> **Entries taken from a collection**
(begin)
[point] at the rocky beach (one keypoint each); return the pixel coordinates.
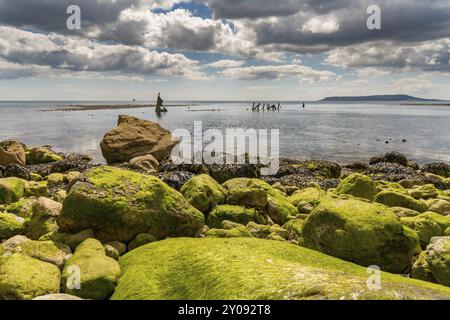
(144, 228)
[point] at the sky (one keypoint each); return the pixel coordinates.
(223, 49)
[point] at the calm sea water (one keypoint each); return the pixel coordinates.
(338, 132)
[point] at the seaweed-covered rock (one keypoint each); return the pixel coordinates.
(427, 226)
(119, 204)
(397, 199)
(279, 208)
(204, 193)
(434, 264)
(10, 225)
(36, 189)
(391, 157)
(233, 213)
(424, 192)
(175, 179)
(43, 219)
(440, 206)
(40, 155)
(11, 190)
(229, 229)
(98, 274)
(253, 269)
(310, 195)
(141, 240)
(46, 251)
(24, 278)
(134, 137)
(17, 170)
(361, 232)
(358, 185)
(11, 152)
(224, 172)
(439, 168)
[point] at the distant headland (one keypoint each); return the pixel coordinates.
(391, 98)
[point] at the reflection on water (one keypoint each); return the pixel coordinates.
(321, 131)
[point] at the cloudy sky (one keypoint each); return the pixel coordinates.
(223, 49)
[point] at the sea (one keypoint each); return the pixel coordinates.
(343, 132)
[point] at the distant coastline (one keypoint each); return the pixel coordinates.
(380, 98)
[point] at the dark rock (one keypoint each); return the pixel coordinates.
(222, 173)
(391, 157)
(357, 166)
(175, 179)
(439, 168)
(17, 170)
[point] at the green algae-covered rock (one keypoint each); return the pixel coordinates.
(141, 240)
(98, 274)
(36, 189)
(22, 208)
(72, 240)
(397, 199)
(252, 269)
(434, 263)
(358, 185)
(232, 213)
(279, 208)
(46, 251)
(11, 190)
(120, 204)
(258, 230)
(10, 225)
(404, 212)
(229, 229)
(43, 218)
(41, 155)
(24, 278)
(424, 192)
(55, 179)
(203, 193)
(309, 195)
(295, 230)
(426, 227)
(361, 232)
(248, 197)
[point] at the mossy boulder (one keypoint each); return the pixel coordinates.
(120, 204)
(72, 240)
(36, 189)
(43, 218)
(203, 193)
(98, 274)
(24, 278)
(11, 190)
(426, 227)
(41, 155)
(141, 240)
(434, 264)
(310, 195)
(361, 232)
(424, 192)
(55, 179)
(229, 229)
(252, 269)
(47, 251)
(233, 213)
(23, 208)
(279, 208)
(358, 185)
(248, 197)
(10, 225)
(397, 199)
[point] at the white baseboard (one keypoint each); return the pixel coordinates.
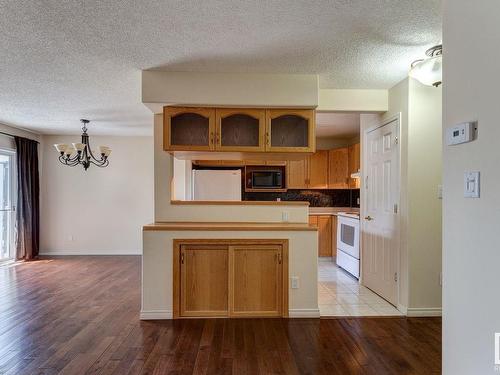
(424, 311)
(90, 252)
(303, 313)
(156, 314)
(403, 309)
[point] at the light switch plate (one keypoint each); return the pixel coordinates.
(471, 184)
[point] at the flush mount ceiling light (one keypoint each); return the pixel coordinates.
(80, 153)
(429, 71)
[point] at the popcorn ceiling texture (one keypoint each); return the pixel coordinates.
(62, 60)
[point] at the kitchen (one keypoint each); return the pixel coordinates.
(327, 180)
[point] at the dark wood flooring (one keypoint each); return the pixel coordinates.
(80, 315)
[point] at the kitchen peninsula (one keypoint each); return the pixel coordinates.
(226, 259)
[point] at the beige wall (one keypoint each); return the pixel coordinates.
(418, 108)
(98, 211)
(352, 100)
(164, 211)
(157, 269)
(228, 89)
(471, 251)
(424, 205)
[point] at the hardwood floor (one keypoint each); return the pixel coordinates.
(80, 315)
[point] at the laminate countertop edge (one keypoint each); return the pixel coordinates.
(197, 226)
(241, 203)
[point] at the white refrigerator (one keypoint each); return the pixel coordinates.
(216, 185)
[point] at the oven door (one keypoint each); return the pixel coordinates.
(348, 236)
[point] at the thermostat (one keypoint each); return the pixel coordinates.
(460, 133)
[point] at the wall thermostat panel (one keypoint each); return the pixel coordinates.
(460, 133)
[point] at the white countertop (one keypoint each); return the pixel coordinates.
(330, 210)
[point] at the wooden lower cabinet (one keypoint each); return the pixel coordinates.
(230, 278)
(256, 285)
(204, 281)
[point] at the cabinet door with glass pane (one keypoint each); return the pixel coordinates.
(240, 129)
(290, 130)
(188, 129)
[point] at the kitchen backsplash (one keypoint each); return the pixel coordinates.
(316, 198)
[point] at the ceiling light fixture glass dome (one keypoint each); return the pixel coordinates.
(429, 71)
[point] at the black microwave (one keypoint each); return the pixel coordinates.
(266, 179)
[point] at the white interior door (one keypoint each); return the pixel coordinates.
(end)
> **WHAT IS EXPECTED**
Transcribe every one of these entries line for line, omitting the pictures from your copy.

> **SOLUTION TO THE PROBLEM**
[point] at the rocky beach (one keypoint each); return the pixel coordinates.
(144, 228)
[point] at the sky (one keypoint each); return the pixel coordinates.
(223, 49)
[point] at the calm sea water (one keypoint each); return the pixel coordinates.
(338, 132)
[point] at the seaweed-covered rock (one keypoint each); return the pixel coordinates.
(427, 226)
(119, 204)
(397, 199)
(279, 208)
(204, 193)
(434, 264)
(10, 225)
(36, 189)
(391, 157)
(233, 213)
(424, 192)
(175, 179)
(43, 219)
(440, 206)
(40, 155)
(11, 190)
(229, 229)
(98, 274)
(253, 269)
(310, 195)
(141, 240)
(46, 251)
(24, 278)
(134, 137)
(17, 170)
(361, 232)
(358, 185)
(11, 152)
(224, 172)
(439, 168)
[point] at the distant headland (one keypoint each); return the pixel coordinates.
(391, 98)
[point] at the reflection on water (one keypoint each); return the pixel coordinates.
(321, 131)
[point] at the cloudy sky (one keypoint each); return the pixel coordinates.
(223, 49)
[point] at the sea (one keypoint each); return the pixel coordinates.
(343, 132)
[point] at the distant coastline (one keypoint each); return the pixel coordinates.
(380, 98)
[point] at the dark rock (one keypoint each); return the pixel coordinates.
(222, 173)
(391, 157)
(357, 166)
(175, 179)
(439, 168)
(17, 170)
[point] at the green algae-covered rock (one keypoint each); return the pixel coordinates.
(141, 240)
(98, 274)
(36, 189)
(22, 208)
(72, 240)
(397, 199)
(252, 269)
(434, 263)
(358, 185)
(232, 213)
(279, 208)
(46, 251)
(11, 190)
(120, 204)
(258, 230)
(10, 225)
(404, 212)
(229, 229)
(43, 218)
(41, 155)
(24, 278)
(424, 192)
(55, 179)
(203, 193)
(309, 195)
(295, 230)
(426, 227)
(361, 232)
(248, 197)
[point] at the mossy boulder (one keypoint each); return the pixel coordinates.
(120, 204)
(72, 240)
(36, 189)
(43, 218)
(203, 193)
(98, 274)
(24, 278)
(11, 190)
(426, 227)
(41, 155)
(141, 240)
(434, 264)
(310, 195)
(361, 232)
(424, 192)
(55, 179)
(229, 229)
(252, 269)
(47, 251)
(233, 213)
(23, 208)
(279, 208)
(358, 185)
(248, 197)
(10, 225)
(397, 199)
[point] at the white baseboard (one keypoint each); return the pixel coordinates.
(424, 311)
(90, 252)
(303, 313)
(156, 314)
(403, 309)
[point] at the light switch plate (one keypoint each); return the pixel coordinates.
(471, 184)
[point] at the flush mount ceiling light (one keypoint each); return the pixel coordinates.
(80, 153)
(429, 71)
[point] at the popcorn ceiling texture (one keypoint each); return the pixel coordinates.
(62, 60)
[point] at the kitchen (one keypoint each); return the pixel coordinates.
(327, 180)
[point] at the dark wood flooring (one keypoint each); return the pixel coordinates.
(80, 315)
[point] at the kitchen peninsula (one keypoint each); return the pixel coordinates.
(226, 259)
[point] at the beige wall (one keypoint each); return the pixel coordinates.
(418, 108)
(98, 211)
(352, 100)
(164, 211)
(157, 269)
(228, 89)
(471, 251)
(424, 205)
[point] at the hardwood floor (one keypoint each); return the pixel coordinates.
(80, 315)
[point] at the laminate countertop edge (one keypoint each); return the pixel coordinates.
(197, 226)
(241, 203)
[point] at the white refrigerator (one keypoint each); return the pixel coordinates.
(216, 185)
[point] at the oven door (one keypoint each); return the pixel coordinates.
(348, 236)
[point] at the thermostat (one keypoint each); return the pixel coordinates.
(460, 133)
[point] at the wall thermostat panel (one keypoint each); return the pixel coordinates.
(460, 133)
[point] at the white countertop (one keypoint each); return the pixel coordinates.
(330, 210)
[point] at the wooden lower cabinet (one keypoint each); return the pixel coordinates.
(230, 278)
(256, 285)
(204, 281)
[point] at the cabinet door with glass pane (one keypoint each); return the pixel coordinates.
(240, 129)
(290, 130)
(188, 129)
[point] at the kitchen backsplash (one keypoint each); return the pixel coordinates.
(316, 198)
[point] at the ceiling light fixture glass dome (one keypoint each); return the pixel coordinates.
(429, 71)
[point] at the black microwave (one keypoint each); return the pixel coordinates.
(266, 179)
[point] at the white interior door (one keypoint each); return the pixel coordinates.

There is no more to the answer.